= What to produce =
Starting at the line that holds "Tag every instance of the spider head", copy every line exactly through the end of the data, and no others.

START Material for this exercise

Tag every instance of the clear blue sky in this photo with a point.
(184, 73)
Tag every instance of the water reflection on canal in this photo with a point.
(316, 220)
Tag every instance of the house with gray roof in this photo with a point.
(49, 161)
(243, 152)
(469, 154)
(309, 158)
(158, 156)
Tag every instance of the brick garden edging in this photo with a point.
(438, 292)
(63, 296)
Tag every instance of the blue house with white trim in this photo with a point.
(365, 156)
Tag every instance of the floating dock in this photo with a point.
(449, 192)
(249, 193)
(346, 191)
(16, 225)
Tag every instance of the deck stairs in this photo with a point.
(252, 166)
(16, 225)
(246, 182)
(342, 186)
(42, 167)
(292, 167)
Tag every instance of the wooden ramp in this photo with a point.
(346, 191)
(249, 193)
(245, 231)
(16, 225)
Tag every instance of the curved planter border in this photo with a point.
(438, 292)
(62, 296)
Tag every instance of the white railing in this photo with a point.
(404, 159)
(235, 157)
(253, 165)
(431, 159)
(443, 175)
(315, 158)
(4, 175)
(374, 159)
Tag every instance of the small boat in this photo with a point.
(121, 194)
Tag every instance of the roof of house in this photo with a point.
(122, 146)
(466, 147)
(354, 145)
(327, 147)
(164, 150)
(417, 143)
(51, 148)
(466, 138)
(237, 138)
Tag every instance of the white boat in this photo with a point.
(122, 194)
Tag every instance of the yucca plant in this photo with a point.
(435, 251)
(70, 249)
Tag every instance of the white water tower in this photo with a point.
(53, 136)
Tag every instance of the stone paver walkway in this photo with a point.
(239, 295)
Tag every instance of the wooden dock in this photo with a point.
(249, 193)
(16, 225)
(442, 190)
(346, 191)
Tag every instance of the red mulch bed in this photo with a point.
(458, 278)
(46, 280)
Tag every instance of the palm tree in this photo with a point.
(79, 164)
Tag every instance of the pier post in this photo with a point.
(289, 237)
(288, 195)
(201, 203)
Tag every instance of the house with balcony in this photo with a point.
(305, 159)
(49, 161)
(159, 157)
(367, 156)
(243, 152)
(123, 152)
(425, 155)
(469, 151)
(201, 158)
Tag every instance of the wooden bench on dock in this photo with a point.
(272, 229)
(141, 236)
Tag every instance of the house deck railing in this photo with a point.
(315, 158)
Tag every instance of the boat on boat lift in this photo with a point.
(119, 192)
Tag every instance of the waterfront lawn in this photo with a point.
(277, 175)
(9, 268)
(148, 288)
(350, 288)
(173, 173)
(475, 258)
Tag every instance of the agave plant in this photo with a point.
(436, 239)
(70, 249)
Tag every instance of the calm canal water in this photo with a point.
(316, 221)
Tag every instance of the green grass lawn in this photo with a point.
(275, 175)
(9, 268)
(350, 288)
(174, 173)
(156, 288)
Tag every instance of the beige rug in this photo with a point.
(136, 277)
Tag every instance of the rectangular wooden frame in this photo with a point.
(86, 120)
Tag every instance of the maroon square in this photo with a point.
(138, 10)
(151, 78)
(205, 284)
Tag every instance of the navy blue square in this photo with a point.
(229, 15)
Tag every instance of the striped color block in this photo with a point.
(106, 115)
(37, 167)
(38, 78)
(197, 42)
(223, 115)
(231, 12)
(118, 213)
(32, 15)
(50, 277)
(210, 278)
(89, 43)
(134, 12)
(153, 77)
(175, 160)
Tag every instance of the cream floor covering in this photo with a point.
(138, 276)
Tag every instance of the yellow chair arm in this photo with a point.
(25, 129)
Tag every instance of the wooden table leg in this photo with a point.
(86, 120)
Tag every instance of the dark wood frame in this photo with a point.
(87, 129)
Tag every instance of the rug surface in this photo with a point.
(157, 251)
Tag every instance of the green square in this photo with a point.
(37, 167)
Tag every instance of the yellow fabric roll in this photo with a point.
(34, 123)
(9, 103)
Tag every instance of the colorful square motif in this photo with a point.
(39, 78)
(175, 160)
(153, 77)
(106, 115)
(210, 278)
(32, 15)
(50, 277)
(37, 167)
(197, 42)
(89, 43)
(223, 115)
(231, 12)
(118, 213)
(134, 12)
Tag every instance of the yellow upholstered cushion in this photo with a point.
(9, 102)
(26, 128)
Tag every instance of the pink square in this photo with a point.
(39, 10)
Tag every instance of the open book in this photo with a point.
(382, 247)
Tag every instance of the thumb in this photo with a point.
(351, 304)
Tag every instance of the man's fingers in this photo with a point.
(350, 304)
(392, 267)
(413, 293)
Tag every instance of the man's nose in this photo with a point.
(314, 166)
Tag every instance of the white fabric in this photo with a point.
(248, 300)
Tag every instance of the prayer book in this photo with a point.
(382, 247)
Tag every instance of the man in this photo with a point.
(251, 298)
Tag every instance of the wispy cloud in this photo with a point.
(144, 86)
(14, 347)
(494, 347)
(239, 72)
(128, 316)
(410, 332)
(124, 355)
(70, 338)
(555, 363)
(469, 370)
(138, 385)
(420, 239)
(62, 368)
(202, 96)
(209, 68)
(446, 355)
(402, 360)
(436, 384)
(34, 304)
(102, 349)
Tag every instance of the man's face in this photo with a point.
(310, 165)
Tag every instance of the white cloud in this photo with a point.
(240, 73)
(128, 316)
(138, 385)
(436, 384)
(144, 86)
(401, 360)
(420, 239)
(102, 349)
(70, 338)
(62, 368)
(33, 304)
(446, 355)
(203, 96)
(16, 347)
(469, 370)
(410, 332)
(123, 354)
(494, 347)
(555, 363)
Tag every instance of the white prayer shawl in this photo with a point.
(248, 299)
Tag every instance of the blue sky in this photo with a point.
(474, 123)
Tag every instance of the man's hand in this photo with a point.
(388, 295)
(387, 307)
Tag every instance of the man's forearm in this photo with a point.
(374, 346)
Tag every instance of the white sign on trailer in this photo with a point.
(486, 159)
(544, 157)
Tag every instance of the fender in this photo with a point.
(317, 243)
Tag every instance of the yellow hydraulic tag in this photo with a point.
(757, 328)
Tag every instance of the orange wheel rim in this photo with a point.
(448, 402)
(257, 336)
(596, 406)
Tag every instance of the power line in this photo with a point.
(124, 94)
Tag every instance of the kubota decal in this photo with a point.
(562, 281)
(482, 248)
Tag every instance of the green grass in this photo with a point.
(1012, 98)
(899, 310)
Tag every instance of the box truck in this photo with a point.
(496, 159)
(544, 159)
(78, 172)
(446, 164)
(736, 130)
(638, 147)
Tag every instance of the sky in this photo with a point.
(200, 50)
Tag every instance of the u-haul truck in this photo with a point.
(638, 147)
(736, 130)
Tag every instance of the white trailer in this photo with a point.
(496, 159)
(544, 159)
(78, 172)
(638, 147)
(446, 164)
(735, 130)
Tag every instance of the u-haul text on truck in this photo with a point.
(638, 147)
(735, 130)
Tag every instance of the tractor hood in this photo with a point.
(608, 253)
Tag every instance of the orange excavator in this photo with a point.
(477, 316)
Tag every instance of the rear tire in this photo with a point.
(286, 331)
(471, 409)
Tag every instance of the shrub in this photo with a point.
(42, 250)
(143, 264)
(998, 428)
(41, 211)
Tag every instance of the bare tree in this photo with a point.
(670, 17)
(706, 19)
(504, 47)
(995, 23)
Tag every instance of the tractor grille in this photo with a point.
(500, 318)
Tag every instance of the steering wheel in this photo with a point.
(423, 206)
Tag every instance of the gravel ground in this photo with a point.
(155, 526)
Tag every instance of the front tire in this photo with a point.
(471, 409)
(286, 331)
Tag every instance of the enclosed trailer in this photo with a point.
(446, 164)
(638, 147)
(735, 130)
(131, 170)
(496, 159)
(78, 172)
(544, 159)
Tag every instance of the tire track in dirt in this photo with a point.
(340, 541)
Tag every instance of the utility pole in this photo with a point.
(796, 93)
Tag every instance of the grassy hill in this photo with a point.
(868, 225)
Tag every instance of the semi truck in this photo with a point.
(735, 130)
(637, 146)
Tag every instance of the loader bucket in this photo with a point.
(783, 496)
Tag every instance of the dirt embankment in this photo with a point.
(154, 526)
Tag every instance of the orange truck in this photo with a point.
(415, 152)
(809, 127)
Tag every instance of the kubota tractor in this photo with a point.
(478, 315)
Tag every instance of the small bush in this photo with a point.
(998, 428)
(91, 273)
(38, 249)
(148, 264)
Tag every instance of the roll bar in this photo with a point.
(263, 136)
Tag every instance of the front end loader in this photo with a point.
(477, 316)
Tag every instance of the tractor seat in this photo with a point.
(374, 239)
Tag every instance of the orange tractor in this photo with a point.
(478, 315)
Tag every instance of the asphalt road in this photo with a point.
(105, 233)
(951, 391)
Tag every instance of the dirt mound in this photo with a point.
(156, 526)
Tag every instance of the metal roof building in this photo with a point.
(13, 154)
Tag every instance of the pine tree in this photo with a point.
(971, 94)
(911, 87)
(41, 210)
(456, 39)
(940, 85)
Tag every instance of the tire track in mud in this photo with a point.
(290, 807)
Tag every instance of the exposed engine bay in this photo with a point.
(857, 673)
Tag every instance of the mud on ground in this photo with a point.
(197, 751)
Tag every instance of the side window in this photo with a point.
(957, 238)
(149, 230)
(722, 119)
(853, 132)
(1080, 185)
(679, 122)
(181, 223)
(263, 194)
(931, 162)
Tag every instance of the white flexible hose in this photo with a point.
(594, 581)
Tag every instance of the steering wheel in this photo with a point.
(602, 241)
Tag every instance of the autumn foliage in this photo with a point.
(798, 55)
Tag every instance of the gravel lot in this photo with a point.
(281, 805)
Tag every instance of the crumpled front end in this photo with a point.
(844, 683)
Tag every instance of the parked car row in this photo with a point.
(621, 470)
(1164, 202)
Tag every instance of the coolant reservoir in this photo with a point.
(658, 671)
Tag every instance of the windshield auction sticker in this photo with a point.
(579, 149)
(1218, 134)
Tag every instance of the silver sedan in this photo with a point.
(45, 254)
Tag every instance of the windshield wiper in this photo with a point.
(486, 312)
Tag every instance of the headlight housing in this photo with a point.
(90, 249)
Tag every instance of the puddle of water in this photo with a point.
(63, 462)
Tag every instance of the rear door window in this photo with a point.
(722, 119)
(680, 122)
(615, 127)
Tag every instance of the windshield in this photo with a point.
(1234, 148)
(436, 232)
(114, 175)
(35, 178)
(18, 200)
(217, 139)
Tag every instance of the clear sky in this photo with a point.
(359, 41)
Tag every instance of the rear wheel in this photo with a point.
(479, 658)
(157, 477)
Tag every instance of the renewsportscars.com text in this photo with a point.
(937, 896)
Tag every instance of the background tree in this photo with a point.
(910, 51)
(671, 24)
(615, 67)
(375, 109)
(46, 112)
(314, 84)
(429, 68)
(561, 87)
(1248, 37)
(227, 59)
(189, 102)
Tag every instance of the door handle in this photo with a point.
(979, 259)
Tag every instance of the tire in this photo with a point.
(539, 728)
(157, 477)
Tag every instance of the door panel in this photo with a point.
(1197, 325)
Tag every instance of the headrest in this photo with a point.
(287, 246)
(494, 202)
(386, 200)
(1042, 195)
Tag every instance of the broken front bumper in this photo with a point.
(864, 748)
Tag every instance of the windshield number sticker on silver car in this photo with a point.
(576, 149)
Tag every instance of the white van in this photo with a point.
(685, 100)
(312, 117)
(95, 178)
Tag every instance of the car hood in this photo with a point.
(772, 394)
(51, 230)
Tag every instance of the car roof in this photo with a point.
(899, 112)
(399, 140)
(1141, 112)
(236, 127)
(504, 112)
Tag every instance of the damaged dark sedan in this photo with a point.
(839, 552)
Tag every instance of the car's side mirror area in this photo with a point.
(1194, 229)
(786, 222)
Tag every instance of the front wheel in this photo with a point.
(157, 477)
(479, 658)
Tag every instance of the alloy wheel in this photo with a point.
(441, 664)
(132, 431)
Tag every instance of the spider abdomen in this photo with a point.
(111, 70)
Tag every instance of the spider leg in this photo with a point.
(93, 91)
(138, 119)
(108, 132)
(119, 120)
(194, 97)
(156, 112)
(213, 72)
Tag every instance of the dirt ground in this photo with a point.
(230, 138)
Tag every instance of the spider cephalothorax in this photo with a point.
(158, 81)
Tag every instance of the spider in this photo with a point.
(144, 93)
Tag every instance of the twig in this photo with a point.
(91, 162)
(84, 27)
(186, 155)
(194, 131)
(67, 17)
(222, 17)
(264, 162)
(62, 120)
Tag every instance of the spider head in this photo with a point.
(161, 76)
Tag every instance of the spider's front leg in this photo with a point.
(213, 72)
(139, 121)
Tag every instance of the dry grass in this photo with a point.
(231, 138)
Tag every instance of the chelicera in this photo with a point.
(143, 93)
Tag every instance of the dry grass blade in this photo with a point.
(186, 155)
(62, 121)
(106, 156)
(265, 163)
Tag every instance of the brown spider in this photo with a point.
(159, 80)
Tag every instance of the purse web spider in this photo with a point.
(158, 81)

END Material for this exercise

= Solution =
Tag every instance of the spider head in this photo with a point.
(161, 76)
Tag every instance of the spider's front leg in this photo with a point.
(213, 72)
(139, 121)
Tag every instance of the dry grass in this photo with a point.
(231, 138)
Tag every instance of the chelicera in this photo with a point.
(143, 93)
Tag every instance of the dry grass blade in this photo with a point.
(186, 155)
(62, 121)
(106, 156)
(265, 163)
Tag every instance of the brown spider in this photo with a point.
(159, 80)
Tag every instance of the purse web spider in this photo with a point.
(158, 81)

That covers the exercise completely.